▶ _Records from a point labeling set_
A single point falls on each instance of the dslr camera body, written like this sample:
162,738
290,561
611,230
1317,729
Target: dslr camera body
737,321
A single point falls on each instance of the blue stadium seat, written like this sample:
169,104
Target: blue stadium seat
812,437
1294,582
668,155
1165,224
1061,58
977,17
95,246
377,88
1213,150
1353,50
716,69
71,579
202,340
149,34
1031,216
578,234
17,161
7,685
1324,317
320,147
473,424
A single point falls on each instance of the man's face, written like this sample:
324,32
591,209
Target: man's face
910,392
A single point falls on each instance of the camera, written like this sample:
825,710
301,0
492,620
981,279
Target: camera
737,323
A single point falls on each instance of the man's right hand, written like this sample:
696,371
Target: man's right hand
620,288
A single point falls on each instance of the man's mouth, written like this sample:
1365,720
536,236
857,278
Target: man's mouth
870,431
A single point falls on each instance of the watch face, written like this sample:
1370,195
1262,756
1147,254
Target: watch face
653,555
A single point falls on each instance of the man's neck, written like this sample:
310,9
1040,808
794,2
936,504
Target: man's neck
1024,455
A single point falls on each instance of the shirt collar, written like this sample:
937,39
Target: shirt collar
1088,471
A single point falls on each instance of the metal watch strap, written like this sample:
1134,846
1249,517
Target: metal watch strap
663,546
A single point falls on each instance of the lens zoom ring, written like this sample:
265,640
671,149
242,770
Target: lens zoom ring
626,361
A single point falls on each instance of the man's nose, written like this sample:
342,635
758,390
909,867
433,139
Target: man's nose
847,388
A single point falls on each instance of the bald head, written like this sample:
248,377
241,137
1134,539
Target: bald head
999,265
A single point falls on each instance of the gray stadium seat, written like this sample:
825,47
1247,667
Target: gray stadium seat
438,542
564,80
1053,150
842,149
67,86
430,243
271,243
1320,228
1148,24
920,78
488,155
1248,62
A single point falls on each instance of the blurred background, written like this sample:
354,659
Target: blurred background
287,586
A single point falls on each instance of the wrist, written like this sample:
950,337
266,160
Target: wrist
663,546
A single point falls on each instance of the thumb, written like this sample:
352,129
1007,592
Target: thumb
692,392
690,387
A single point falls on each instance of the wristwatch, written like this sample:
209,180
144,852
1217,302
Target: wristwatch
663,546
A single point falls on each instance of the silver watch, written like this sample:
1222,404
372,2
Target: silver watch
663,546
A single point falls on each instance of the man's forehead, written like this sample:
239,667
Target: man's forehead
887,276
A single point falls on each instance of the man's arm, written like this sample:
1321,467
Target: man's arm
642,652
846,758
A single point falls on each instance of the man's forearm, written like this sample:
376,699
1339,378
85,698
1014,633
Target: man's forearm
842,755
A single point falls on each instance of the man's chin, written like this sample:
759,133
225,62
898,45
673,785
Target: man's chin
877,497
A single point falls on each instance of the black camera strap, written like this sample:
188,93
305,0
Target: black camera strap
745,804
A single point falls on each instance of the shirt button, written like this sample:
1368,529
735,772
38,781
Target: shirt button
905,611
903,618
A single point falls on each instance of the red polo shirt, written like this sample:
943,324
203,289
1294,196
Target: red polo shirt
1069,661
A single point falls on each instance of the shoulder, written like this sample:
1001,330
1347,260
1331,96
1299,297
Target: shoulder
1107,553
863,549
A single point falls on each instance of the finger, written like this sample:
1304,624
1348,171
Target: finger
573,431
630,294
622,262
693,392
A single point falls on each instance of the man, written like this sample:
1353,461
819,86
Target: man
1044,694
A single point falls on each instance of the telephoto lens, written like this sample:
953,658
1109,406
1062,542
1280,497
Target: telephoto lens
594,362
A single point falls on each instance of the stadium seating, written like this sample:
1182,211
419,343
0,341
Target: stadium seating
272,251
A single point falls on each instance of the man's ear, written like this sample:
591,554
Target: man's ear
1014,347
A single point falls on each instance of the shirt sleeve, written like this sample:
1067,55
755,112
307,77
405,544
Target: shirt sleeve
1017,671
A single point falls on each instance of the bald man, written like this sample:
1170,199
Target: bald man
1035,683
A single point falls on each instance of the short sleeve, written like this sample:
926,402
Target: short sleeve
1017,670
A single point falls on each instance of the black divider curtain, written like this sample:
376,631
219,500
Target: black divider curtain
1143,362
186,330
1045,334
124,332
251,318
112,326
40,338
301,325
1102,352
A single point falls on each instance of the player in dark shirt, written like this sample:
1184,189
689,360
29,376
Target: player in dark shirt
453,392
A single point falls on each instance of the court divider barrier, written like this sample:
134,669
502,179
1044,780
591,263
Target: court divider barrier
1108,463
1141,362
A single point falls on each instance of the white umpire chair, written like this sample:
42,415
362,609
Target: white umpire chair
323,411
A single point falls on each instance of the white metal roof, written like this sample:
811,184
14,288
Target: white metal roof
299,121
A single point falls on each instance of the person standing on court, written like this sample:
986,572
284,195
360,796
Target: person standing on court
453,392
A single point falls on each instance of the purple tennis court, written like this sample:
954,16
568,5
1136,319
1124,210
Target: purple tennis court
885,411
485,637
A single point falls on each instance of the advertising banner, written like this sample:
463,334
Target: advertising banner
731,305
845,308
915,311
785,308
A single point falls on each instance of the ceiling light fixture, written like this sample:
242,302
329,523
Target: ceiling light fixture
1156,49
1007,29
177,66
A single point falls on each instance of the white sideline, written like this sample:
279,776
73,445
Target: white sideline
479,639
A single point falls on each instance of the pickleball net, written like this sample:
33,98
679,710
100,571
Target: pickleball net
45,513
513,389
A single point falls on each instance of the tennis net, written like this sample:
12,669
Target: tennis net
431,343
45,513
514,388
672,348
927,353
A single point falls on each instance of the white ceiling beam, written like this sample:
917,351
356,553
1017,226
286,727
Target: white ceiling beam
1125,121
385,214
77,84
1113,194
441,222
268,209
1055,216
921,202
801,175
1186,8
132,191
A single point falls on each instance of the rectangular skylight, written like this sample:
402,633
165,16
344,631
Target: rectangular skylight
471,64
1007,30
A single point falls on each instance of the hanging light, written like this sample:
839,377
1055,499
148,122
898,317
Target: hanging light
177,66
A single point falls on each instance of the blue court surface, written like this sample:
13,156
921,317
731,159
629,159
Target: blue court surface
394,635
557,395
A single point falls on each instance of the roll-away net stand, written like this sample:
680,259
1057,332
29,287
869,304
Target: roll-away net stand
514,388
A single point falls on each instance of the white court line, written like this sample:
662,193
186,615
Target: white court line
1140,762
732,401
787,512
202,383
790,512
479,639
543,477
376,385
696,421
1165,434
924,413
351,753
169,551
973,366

▶ _SHORT TASK_
Reproduce the data in its entirety, matching each character.

▶ _SOLUTION TO THE PROBLEM_
A single point falls on each instance of the dslr camera body, written like this sample:
162,738
290,561
611,230
1317,729
Target: dslr camera body
737,321
A single point falls on each instance of the blue stadium seat, written like this sample:
169,104
Target: blue stadium seat
812,437
1294,582
668,155
1165,224
1061,58
977,17
95,246
377,88
1213,150
1353,50
716,69
71,579
202,340
149,34
1031,216
578,234
17,161
7,685
1324,317
320,147
473,424
A single point falls on each instance of the man's face, written like this sample:
324,32
591,209
Target: man's face
910,392
A single point falls on each instance of the camera, written like this sample:
825,710
301,0
492,620
981,279
Target: camera
737,323
A single point falls on each instance of the man's right hand, written like this sample:
696,371
Target: man's right hand
620,288
A single point falls on each instance of the man's mouth, written like this sample:
1365,720
536,236
857,278
Target: man's mouth
870,431
A single point falls on each instance of the watch face, written like this sample:
1370,195
1262,756
1147,254
Target: watch face
653,555
A single point falls on each instance of the man's neck, written like this sample:
310,9
1040,808
794,2
936,504
Target: man's neck
1024,455
A single point falls on each instance of the shirt collar, written like this sample:
937,39
Target: shirt collar
1088,471
A single point falls on each instance of the metal watch strap, written like this sample:
1134,846
1249,517
Target: metal watch strap
663,546
A single point falls on each instance of the lens zoom ring, written like this sample:
265,640
671,149
242,770
Target: lens zoom ring
626,361
A single point falls on each instance of the man's nose, written like this sample:
342,635
758,390
909,867
433,139
Target: man's nose
847,388
A single point falls on each instance of the bald head, written like this sample:
248,377
241,137
1134,539
Target: bald head
999,265
A single point falls on each instance of the gray stadium seat, written like this sample:
825,47
1247,667
Target: gray stadium seat
438,542
564,80
1053,150
842,149
67,86
430,243
271,243
1320,228
1148,24
920,78
488,155
1248,62
A single point falls on each instance of the blurred background, written like this sample:
354,659
Target: blurred background
287,586
A single point falls on each instance of the wrist, written like this sample:
950,337
266,160
Target: wrist
663,546
A single point falls on each instance of the thumb, written like this sample:
352,129
1007,592
Target: thumb
692,392
690,387
A single point falls on each instance of the wristwatch, written like this sample:
209,180
144,852
1217,302
Target: wristwatch
663,546
A single point falls on each instance of the silver watch, written like this sample:
1222,404
372,2
Target: silver watch
663,546
A single point falls on each instance of the man's forehead, written like this sample:
239,667
Target: man's forehead
887,276
A single point falls on each instance of the man's arm, written like this sample:
1321,467
Target: man's arm
642,652
846,758
A single point falls on each instance of the man's forearm, written like this sample:
376,699
1339,378
85,698
1014,633
Target: man's forearm
842,755
A single point falls on each instance of the man's chin, written like this sample:
759,133
225,62
898,45
673,785
Target: man's chin
877,497
A single point falls on each instance of the black camera strap, written like this sample:
188,93
305,0
Target: black camera strap
745,804
A single point falls on each instance of the shirt button, written like this sample:
1368,529
735,772
38,781
Target: shirt button
905,611
903,618
A single point falls on each instance of the red polo shirt, written like this sample:
943,324
203,289
1294,196
Target: red polo shirt
1069,661
A single point falls on each instance of the shoulder, written like this sample:
1001,330
1347,260
1331,96
1299,297
Target: shoulder
1107,553
863,549
A single point falls on each instance of the finger, written like this sample:
1304,624
1348,171
Target: finger
573,431
630,294
622,262
693,392
A single point falls on each instance of the man, written like this sample:
1353,461
819,86
Target: man
1044,694
A single point falls on each instance of the telephoto lens, written like this sample:
953,658
1109,406
1062,542
1280,497
Target: telephoto lens
594,362
A single point falls on each instance of the stadium seating, written like this sample:
1182,211
419,343
0,341
Target: stadium seating
272,251
A single point falls on each instance of the man's ear, written like this sample:
591,554
Target: man's ear
1014,347
A single point falls on each instance of the shirt sleeve, written like this sample:
1067,55
755,112
307,77
405,544
Target: shirt sleeve
1017,671
A single point falls on each instance of the bald man, written like this sample:
1170,199
Target: bald man
1035,683
A single point falls on each instance of the short sleeve, written like this sample:
926,402
Target: short sleeve
1017,670
A single point falls on each instance of the black divider curtain, written like this sample:
376,631
219,500
Target: black divider curtain
1143,362
186,330
1045,334
124,332
251,318
112,326
40,338
301,325
1102,352
A single point falls on each instance of the player in dark shirt, written like this sample:
1184,189
689,360
29,376
Target: player in dark shirt
453,392
A single point falls on each instance of the court divider barrier, written like this sample:
134,669
502,179
1044,780
591,263
Target: court divider barrier
1108,463
1141,362
A single point falls on each instance of the white umpire chair, written like this sample:
42,415
362,609
Target: white umpire chair
323,411
A single point falls on each instance of the white metal roof, written like this sample:
811,184
14,288
Target: white metal roof
299,121
A single point falls on each instance of the person standing on court, written like this sample:
986,572
284,195
360,796
Target: person standing on court
453,392
A single point falls on each instance of the purple tennis court, written like this sample:
954,16
568,5
1136,319
1124,210
Target: purple tennis court
885,411
485,637
A single point falls on each instance of the advertising banner, written like this sample:
463,334
Target: advertising banner
731,305
845,308
915,311
785,308
A single point falls on each instance of the ceiling light fixture, written like this sample:
242,302
329,523
Target: ceiling light fixture
1156,49
1007,29
177,66
A single point falls on each instance of the white sideline, written like this sample:
279,776
73,445
Target: white sideline
479,639
A single point falls on each instance of the pickleball net, written like this sample:
33,98
679,710
100,571
Target: pickleball net
45,513
513,389
A single point falls on each instance of the tennis net, written like this sample:
12,669
Target: tennis net
431,343
45,513
514,388
672,348
927,353
A single point falls on each instance of the white ceiling beam, written like this sample:
917,351
356,553
1017,226
286,727
Target: white ceiling beam
1125,121
385,214
77,84
1113,194
441,222
268,209
1055,216
921,202
801,175
1186,8
132,191
A single point falls on each instance of the rectangular skylight, written like this sample:
402,633
165,16
344,631
Target: rectangular skylight
471,64
1007,30
A single point falls on each instance of the hanging light, written like this sample:
839,377
1055,499
148,122
898,317
Target: hanging light
177,66
A single point falls on each instance of the blue court surface, written like this sample:
13,156
921,317
731,159
629,159
Target: blue court surface
394,635
557,395
A single point falls on each instance of the roll-away net stand, written like this sample:
680,259
1057,332
29,287
869,304
Target: roll-away net stand
514,388
A single point falls on each instance of the white court line, written like this sample:
662,193
186,615
Target: white court line
1140,762
732,401
787,512
202,383
790,512
479,639
543,477
376,385
696,421
1165,434
924,413
351,753
169,551
973,366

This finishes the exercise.